■ Problem statement
Write the records below out again. Match them exactly.

■ Entries shown
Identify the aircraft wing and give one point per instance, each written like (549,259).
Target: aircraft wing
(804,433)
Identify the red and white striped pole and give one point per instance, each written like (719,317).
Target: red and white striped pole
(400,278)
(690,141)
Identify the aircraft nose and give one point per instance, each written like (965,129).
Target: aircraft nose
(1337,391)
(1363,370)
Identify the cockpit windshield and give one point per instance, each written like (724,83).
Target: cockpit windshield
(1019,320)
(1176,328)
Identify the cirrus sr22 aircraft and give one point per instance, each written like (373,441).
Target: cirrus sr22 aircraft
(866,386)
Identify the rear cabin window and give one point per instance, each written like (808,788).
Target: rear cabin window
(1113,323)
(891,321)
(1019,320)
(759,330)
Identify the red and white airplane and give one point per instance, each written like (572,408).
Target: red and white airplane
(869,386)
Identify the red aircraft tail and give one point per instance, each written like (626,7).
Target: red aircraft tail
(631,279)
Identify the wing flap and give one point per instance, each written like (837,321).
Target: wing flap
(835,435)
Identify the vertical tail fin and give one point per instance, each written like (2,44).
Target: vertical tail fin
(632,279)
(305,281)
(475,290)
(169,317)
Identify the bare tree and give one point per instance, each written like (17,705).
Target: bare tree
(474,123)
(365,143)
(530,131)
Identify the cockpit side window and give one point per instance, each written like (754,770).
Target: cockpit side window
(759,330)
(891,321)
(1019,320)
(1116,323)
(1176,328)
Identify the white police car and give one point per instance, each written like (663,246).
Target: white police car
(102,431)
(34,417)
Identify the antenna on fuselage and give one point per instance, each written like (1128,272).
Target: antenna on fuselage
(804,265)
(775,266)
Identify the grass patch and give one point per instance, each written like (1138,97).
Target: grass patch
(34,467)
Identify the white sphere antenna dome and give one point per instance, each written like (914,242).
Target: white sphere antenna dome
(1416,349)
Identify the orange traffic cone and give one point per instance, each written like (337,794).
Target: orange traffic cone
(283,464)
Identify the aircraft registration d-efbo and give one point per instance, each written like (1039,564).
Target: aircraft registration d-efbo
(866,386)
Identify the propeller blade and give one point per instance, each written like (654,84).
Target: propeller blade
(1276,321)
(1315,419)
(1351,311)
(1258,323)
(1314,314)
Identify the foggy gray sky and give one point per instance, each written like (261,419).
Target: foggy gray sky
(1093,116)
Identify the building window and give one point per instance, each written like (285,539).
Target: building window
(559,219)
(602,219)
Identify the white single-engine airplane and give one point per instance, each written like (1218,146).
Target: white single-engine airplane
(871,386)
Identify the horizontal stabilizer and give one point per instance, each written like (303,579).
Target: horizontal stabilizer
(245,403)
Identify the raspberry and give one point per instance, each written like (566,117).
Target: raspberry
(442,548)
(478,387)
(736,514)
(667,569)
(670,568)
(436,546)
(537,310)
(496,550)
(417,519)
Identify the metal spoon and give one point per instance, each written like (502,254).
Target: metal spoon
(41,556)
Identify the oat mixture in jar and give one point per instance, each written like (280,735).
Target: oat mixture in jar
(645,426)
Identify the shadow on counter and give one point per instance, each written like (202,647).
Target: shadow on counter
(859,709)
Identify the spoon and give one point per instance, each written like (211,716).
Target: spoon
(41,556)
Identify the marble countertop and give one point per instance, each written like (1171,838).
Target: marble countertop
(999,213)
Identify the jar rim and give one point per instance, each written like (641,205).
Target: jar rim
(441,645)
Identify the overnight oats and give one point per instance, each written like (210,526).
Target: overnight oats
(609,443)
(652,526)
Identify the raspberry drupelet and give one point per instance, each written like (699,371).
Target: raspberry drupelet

■ Result
Identify the aircraft wing and give one point per instance, each written like (549,259).
Target: aircraft wing
(804,433)
Identify the red and white striped pole and give one point per instance, each written like (719,317).
Target: red and white striped pole
(400,278)
(690,141)
Identify the aircraft nose and give one point per instance, each written like (965,129).
Target: aircraft nose
(1337,391)
(1363,370)
Identify the cockpit windshield and give one point per instance, each written like (724,83).
Target: cockpit windshield
(1019,320)
(1176,328)
Identify the cirrus sr22 aircraft and give one point per instance, each written like (373,441).
Target: cirrus sr22 aircraft
(866,386)
Identify the rear cabin window and give one point per instance, each written like (808,788).
Target: rear cabin window
(1113,323)
(891,321)
(1019,320)
(759,330)
Identify the red and white airplane and give one point per instance, each written like (572,408).
Target: red and white airplane
(869,386)
Identify the red aircraft tail and give one point per instance, each written like (626,7).
Target: red aircraft tail
(631,279)
Identify the wing flap and give one point per instance, each written like (837,321).
Target: wing flap
(835,435)
Identify the vertical tail fin and give one point per instance, each written like (2,44).
Target: vertical tail fin
(632,279)
(305,281)
(475,290)
(169,317)
Identify the bare tree and give one point per instance, each written like (17,705).
Target: bare tree
(474,123)
(365,143)
(530,131)
Identify the cockpit side window and give one point per instance, each written like (754,770).
Target: cockpit side window
(759,330)
(891,321)
(1019,320)
(1116,323)
(1176,328)
Identify the white police car and give one point per instance, each written like (663,246).
Target: white police car
(102,431)
(34,417)
Identify the antenna on fuselage and give one point per instance, each written like (1128,272).
Target: antenna on fuselage
(804,265)
(775,266)
Identify the grass patch and give one point per instance, each written like (1138,97).
Target: grass patch
(34,467)
Identify the white sphere antenna dome and give one point per instance, each written like (914,242).
Target: white sphere antenna dome
(1416,349)
Identify the orange traffic cone and give one point per instance, each written like (337,794).
Target: orange traffic cone
(283,464)
Identify the aircraft registration d-efbo and give one point per instance, each written like (1039,564).
Target: aircraft registration d-efbo
(866,386)
Identify the propeller blade and give one point per instance, each written like (654,84).
Target: propeller blade
(1276,321)
(1315,419)
(1351,311)
(1258,323)
(1314,314)
Identify the foggy gray sky and give one point per instance, each written like (261,419).
Target: foggy gray sky
(1093,116)
Identify the building window and give one point per instance, each written like (285,539).
Target: building window
(559,219)
(602,219)
Identify the white single-engine airplane and give one point per instance, each written like (1218,146).
Target: white single-engine airplane
(871,386)
Identify the horizontal stabilizer and give one point per instance, each written like (303,579).
Target: horizontal stabilizer
(245,403)
Identify the raspberry and give one point per instance, each written like (566,117).
Target: raspberry
(442,548)
(478,387)
(736,514)
(667,569)
(670,568)
(436,546)
(537,310)
(496,550)
(417,519)
Identify the metal spoon and give one point per instance, each written like (502,254).
Target: metal spoon
(41,556)
Identify the oat mixture in jar and give one point per instance, each written like (280,735).
Target: oat mixture in jar
(645,426)
Identify the shadow on counter and give one point per instance, each written like (202,647).
Target: shadow on counter
(859,709)
Identify the spoon and give one point per instance, each written like (211,716).
Target: spoon
(41,556)
Identify the marble countertop and give one point per instance, each written like (1171,838).
Target: marble countertop
(999,213)
Identify the jar rim and give one point per instance, each written like (641,205).
Target: jar rim
(441,645)
Identify the overnight oats and give one point per instance, each written like (210,526).
Target: overnight oats
(609,443)
(652,526)
Identify the raspberry drupelet and give one point per instance, each written like (699,371).
Target: raspberry drupelet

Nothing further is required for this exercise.